Sans qu’un seul mot puisse sortir de mes lèvres closes, je pleure. Tu as comme un mouvement d’humeur. Tu parles en douceur. « Cesse de pleurer sur moi, je vais bien, sois-en sûr. Et si tu pleures sur toi, ris plutôt. Ton ami est heureux. Détaché. Serein enfin ! Serein.« 

 

La mort est drôle

C’est bien. Tes six derniers mois ont été un calvaire pour toi comme pour les tiens. Une longue hospitalisation, une convalescence difficile, une guérison imparfaite. Ton pauvre corps était si diminué que tu as choisi l’autre côté. Tu y es si souvent passé de ton vivant, le chemin t’est familier. Tu as tant fait jusqu’ici ! Tu as vécu la mort initiatique, tu as traversé en héros les épreuves, sans fléchir, sans respirer.

Le monde est un train de vagues, tu étais la digue. Tu as vaincu la vie comme la mort. Tu vis encore. Tu es là. Tu me parles. Je ne peux m’empêcher d’écouter tes conseils, comme je l’ai fait de ton vivant. Formule très impropre, si tu n’es pas mort.

« La mort est un passage obligé. Il y a un permis de mourir qui ressemble au permis de conduire. On est mal tant qu’on ne l’a pas et quand on l’a, on en rigole ! Mais oui. La mort est drôle… » Sans doute. De toute façon, quelle qu’elle soit, il vaut mieux en rire. Il importe de rire de tout, toujours, sans arrêt. La comédie humaine nous en fournit sans fin la matière. Les horreurs, les pires atrocités, les crimes les plus odieux comportent eux aussi leur part de drôlerie.

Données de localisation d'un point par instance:
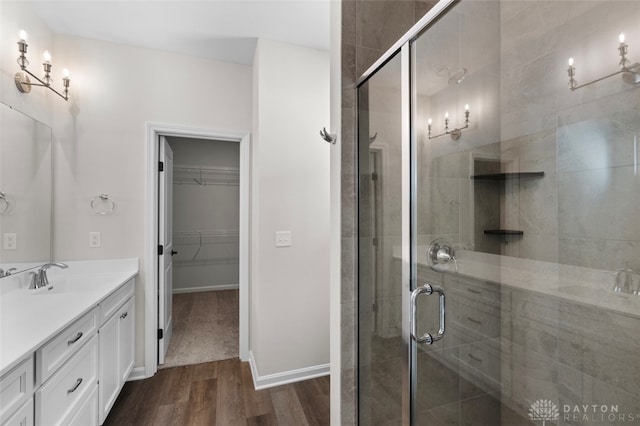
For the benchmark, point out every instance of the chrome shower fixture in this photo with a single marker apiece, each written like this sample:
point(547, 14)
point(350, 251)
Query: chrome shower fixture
point(455, 133)
point(23, 83)
point(630, 72)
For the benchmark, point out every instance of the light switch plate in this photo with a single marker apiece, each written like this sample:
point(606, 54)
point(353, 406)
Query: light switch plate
point(283, 239)
point(10, 241)
point(94, 239)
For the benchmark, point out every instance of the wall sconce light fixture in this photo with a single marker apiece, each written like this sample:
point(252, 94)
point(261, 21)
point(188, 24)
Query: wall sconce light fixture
point(455, 133)
point(630, 72)
point(23, 82)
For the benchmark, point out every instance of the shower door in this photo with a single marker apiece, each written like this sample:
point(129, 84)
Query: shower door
point(499, 218)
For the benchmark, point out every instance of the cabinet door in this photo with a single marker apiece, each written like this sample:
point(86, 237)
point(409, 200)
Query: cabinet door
point(127, 336)
point(109, 360)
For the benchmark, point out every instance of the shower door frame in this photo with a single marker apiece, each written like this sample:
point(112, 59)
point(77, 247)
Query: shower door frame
point(404, 47)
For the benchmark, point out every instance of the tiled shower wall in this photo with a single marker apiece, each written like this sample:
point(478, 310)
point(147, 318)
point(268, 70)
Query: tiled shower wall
point(369, 28)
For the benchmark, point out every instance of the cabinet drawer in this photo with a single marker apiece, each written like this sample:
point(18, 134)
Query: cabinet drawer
point(15, 388)
point(55, 352)
point(22, 417)
point(112, 303)
point(86, 414)
point(70, 385)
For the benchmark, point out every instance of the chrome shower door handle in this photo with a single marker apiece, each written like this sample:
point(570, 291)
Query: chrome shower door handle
point(426, 338)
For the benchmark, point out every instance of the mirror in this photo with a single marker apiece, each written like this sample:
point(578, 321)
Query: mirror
point(25, 191)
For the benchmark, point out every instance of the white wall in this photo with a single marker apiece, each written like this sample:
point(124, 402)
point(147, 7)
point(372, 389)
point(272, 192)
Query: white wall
point(207, 257)
point(99, 138)
point(290, 286)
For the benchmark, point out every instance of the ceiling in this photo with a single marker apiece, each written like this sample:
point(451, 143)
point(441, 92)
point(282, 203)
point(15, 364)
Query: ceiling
point(225, 30)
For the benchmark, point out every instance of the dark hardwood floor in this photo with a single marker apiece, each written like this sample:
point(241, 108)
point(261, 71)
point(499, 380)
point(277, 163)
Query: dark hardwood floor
point(218, 393)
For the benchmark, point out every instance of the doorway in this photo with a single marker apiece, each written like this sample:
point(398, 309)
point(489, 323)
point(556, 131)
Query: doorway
point(154, 290)
point(205, 251)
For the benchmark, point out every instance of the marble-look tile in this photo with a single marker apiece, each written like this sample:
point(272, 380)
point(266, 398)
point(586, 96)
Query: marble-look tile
point(600, 204)
point(385, 21)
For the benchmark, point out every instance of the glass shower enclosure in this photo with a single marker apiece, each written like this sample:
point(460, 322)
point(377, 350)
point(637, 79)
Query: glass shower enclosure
point(499, 218)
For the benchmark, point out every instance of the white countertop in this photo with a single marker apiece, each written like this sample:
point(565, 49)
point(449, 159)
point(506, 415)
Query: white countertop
point(582, 285)
point(29, 318)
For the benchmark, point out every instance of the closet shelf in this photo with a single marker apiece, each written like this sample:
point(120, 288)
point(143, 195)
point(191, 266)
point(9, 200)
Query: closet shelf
point(508, 176)
point(503, 232)
point(202, 176)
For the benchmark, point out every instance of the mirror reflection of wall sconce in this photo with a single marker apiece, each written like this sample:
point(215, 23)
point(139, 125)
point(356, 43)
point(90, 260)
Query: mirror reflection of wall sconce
point(4, 203)
point(630, 72)
point(22, 80)
point(455, 133)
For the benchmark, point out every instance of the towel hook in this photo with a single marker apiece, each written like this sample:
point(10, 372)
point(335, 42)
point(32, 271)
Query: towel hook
point(103, 198)
point(329, 137)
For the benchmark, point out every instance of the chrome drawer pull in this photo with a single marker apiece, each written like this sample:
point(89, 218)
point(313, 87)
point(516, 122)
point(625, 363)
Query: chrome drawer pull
point(75, 339)
point(427, 338)
point(475, 321)
point(475, 358)
point(73, 389)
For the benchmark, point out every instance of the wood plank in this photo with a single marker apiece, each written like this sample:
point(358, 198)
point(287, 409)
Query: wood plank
point(256, 403)
point(316, 409)
point(263, 420)
point(230, 404)
point(220, 393)
point(287, 408)
point(202, 403)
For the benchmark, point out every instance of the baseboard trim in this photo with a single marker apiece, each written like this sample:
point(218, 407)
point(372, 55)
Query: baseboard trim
point(286, 377)
point(138, 373)
point(206, 288)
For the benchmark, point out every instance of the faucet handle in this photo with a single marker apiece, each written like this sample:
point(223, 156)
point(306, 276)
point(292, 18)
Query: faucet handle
point(33, 280)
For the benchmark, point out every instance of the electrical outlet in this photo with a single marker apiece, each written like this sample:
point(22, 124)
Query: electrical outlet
point(283, 239)
point(94, 239)
point(10, 241)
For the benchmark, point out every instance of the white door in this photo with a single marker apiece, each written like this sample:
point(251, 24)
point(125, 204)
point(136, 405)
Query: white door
point(165, 240)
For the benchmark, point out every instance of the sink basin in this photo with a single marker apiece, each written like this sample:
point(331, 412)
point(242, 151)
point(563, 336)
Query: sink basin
point(64, 286)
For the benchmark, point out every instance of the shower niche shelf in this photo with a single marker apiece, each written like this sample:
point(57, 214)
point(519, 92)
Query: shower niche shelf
point(503, 232)
point(508, 176)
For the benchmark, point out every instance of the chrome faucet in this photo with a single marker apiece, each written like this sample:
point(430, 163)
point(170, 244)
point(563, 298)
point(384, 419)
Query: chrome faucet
point(40, 279)
point(6, 273)
point(623, 281)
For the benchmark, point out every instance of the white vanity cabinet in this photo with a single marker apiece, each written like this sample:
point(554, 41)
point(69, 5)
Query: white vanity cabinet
point(72, 377)
point(116, 347)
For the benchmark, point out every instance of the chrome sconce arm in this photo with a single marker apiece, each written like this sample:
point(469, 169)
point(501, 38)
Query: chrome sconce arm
point(22, 80)
point(455, 133)
point(630, 72)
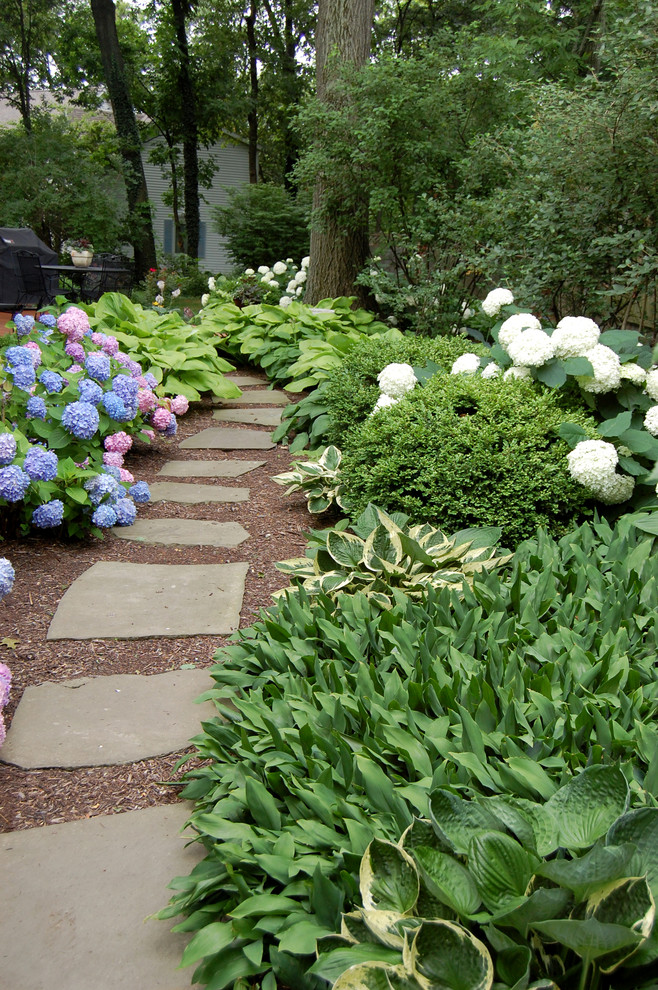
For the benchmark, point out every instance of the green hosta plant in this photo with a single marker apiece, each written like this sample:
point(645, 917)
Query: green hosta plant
point(505, 892)
point(319, 480)
point(385, 553)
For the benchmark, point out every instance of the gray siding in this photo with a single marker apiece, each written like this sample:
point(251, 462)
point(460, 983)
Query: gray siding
point(231, 169)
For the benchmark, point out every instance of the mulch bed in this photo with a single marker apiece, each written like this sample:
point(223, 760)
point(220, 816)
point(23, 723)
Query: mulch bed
point(46, 567)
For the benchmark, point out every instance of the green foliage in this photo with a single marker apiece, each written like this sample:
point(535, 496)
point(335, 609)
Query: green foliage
point(337, 719)
point(507, 889)
point(263, 221)
point(383, 554)
point(467, 451)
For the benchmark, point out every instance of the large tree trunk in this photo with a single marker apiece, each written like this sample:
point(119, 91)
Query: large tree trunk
point(339, 248)
point(187, 92)
point(124, 118)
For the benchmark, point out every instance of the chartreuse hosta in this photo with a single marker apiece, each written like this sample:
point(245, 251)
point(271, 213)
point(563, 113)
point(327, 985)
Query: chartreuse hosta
point(504, 893)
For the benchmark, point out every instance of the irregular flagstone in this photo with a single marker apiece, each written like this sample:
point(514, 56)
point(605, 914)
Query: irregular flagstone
point(126, 601)
point(259, 417)
point(102, 721)
point(172, 491)
point(266, 397)
point(75, 898)
point(184, 532)
point(208, 469)
point(224, 438)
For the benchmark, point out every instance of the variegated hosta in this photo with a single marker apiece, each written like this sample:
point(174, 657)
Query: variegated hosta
point(384, 553)
point(557, 895)
point(319, 480)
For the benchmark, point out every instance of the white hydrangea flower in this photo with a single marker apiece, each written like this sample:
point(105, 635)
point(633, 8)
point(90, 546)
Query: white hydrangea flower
point(651, 385)
point(513, 326)
point(495, 301)
point(531, 349)
point(467, 364)
point(574, 336)
point(517, 371)
point(632, 372)
point(384, 402)
point(396, 380)
point(651, 421)
point(607, 370)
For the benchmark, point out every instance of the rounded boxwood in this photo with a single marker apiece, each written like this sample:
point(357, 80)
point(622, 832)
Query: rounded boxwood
point(466, 451)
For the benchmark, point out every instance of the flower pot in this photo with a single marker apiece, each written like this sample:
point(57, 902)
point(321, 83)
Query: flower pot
point(82, 259)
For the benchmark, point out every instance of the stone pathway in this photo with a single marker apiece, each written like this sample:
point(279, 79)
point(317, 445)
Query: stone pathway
point(75, 896)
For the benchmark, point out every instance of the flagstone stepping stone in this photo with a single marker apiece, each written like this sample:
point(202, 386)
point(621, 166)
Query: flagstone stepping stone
point(184, 532)
point(75, 896)
point(259, 417)
point(102, 721)
point(225, 438)
point(267, 397)
point(172, 491)
point(129, 601)
point(208, 469)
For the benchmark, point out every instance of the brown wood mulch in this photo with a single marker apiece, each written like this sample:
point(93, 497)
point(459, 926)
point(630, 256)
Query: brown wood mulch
point(46, 566)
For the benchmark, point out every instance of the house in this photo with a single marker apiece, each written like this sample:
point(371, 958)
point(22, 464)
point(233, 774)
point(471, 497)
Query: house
point(229, 157)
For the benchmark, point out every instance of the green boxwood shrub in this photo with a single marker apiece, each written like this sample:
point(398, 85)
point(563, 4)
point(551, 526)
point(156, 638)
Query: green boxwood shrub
point(352, 390)
point(466, 451)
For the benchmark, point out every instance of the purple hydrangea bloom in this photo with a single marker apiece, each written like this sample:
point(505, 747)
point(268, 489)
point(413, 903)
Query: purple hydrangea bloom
point(36, 408)
point(90, 391)
point(140, 492)
point(126, 512)
point(81, 419)
point(104, 516)
point(7, 448)
point(41, 464)
point(98, 366)
point(51, 381)
point(14, 482)
point(49, 515)
point(114, 407)
point(7, 576)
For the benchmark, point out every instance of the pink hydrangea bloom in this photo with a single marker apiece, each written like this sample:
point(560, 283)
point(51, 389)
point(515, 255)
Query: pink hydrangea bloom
point(161, 418)
point(118, 442)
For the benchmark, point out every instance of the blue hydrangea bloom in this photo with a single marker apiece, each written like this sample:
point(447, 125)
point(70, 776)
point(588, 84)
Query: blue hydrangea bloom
point(104, 516)
point(114, 407)
point(126, 512)
point(51, 381)
point(7, 576)
point(48, 515)
point(36, 407)
point(98, 366)
point(14, 482)
point(41, 464)
point(81, 419)
point(140, 492)
point(24, 376)
point(90, 391)
point(7, 448)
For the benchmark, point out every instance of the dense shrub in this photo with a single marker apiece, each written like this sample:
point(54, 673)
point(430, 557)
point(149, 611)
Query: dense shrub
point(467, 451)
point(352, 390)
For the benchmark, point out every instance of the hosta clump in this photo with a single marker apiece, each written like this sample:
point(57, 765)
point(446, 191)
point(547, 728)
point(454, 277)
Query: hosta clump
point(384, 553)
point(499, 891)
point(319, 480)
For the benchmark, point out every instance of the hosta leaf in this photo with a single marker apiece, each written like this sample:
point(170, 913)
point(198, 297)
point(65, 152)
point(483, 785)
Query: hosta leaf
point(388, 878)
point(446, 956)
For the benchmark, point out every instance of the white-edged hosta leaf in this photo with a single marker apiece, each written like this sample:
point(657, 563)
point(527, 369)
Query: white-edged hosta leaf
point(388, 878)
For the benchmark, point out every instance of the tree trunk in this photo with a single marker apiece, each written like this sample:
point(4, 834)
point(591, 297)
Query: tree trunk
point(130, 145)
point(339, 249)
point(181, 9)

Consigne de travail A: D'après l'extrait, pourquoi l'ami a-t-il choisi « l'autre côté » ? Répondez en une à trois phrases.
Consigne de travail B: Réécrivez le passage de l'extrait qui commence par « Le monde est » et se termine par « n’es pas mort. », en remplaçant « la digue » par « le rempart ».

Réponse attendue A: Son corps était si diminué après six mois de calvaire, marqués par une longue hospitalisation, une convalescence difficile et une guérison imparfaite, qu'il a choisi l'autre côté.

Réponse attendue B:
Le monde est un train de vagues, tu étais le rempart. Tu as vaincu la vie comme la mort. Tu vis encore. Tu es là. Tu me parles. Je ne peux m’empêcher d’écouter tes conseils, comme je l’ai fait de ton vivant. Formule très impropre, si tu n’es pas mort.